*Task objective*. Please repeat the stretch of the court ruling from "On May 28th, 2012" through "they still apply.", swapping "transcript" for "recording".

Court File and Parties
Court File No.: C51951/10
Date: 2012-05-31
Ontario Court of Justice
In the Matter of
The Child and Family Services Act, R.S.O. 1990, c.C.11
And in the Matter of V.P. and J.R.P., children apparently in need of protection.
Between:
CATHOLIC CHILDREN'S AID SOCIETY OF TORONTO
Applicant
- and -
M. and P.
Respondents
Ruling
Before the Honourable Mr. Justice S. Sherr
On May 31, 2012 at Toronto, Ontario
INFORMATION CONTAINED HEREIN IS PROHIBITED FROM PUBLICATION PURSUANT TO SECTION 45(8) OF THE CHILD AND FAMILY SERVICES ACT
Appearances
- R. Vogl, Counsel for the C.C.A.S.
- L. Talbot, Counsel for M.
- J.P., Self-Represented
Ruling
S. SHERR J. (Orally):
This is my ruling on the admissibility of child statements made to Constable Osborne and Constable Penwell. The Society wishes to introduce these statements to show the state of mind when made of the children V., age 14, and J., age 12. The mother seeks to exclude these statements. Two principal arguments: the first is that the mother submits the necessity test should be applied to such state of mind statements; and the Society hasn't established necessity in this case. And secondly, even if necessity is not required, many of the statements do not qualify under the state of mind exception.
On May 29th, 2012, I heard similar arguments with respect to child statements made to the Society's social worker, Ayleen Gutierrez. A voir dire was held and I gave a ruling as to why certain statements would be admitted under the state of mind exception and why others would not. Mother's counsel asked me to reconsider that ruling so that they can make a more fulsome legal argument. I agreed to give them that opportunity.
On May 28th, 2012 counsel for the Society sought also to introduce the transcript of a police interview with both children as to the truth of the statements. I excluded the transcript. Counsel for the Society asked for the opportunity to make a further argument to reconsider that decision and I also permitted this. The voir dire with respect to the police statements was held on May 30th, 2012 and I heard argument on all of the child statement issues.
In setting out the legal criteria for the state of mind exception on May 29th, 2012 I cited portions from the paper, A Refresher on Child Hearsay from Professor Rollie Thompson. I won't repeat those criteria; I find that they still apply.

*Dataset records*.
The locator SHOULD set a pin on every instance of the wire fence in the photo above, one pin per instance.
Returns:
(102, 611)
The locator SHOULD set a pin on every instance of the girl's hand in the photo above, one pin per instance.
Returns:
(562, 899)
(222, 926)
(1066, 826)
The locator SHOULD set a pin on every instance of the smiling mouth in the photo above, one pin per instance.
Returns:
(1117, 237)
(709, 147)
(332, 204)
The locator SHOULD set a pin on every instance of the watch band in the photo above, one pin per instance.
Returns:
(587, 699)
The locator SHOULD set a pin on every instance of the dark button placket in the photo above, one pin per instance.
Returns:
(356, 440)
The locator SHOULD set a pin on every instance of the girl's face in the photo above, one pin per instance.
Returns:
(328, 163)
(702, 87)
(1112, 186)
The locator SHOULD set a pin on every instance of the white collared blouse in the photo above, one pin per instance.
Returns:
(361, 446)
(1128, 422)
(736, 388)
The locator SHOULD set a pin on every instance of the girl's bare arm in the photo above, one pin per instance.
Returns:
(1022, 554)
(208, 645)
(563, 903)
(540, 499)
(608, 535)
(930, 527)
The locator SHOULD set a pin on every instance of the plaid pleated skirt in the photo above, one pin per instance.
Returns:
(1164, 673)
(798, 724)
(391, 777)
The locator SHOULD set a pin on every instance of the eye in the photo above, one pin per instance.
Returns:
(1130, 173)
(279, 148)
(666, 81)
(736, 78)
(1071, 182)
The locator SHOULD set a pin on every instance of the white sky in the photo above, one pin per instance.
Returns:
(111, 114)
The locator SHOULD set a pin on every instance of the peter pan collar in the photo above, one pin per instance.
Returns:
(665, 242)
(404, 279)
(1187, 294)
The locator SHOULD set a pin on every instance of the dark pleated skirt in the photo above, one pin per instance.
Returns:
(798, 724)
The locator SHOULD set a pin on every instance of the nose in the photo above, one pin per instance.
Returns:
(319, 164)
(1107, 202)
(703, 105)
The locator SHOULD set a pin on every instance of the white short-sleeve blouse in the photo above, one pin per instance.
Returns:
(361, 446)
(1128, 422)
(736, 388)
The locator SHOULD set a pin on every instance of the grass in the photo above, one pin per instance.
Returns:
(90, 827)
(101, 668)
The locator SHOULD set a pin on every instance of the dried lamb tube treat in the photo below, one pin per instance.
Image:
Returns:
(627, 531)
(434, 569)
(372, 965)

*Answer to this problem*.
On May 28th, 2012 counsel for the Society sought also to introduce the recording of a police interview with both children as to the truth of the statements. I excluded the recording. Counsel for the Society asked for the opportunity to make a further argument to reconsider that decision and I also permitted this. The voir dire with respect to the police statements was held on May 30th, 2012 and I heard argument on all of the child statement issues.
In setting out the legal criteria for the state of mind exception on May 29th, 2012 I cited portions from the paper, A Refresher on Child Hearsay from Professor Rollie Thompson. I won't repeat those criteria; I find that they still apply.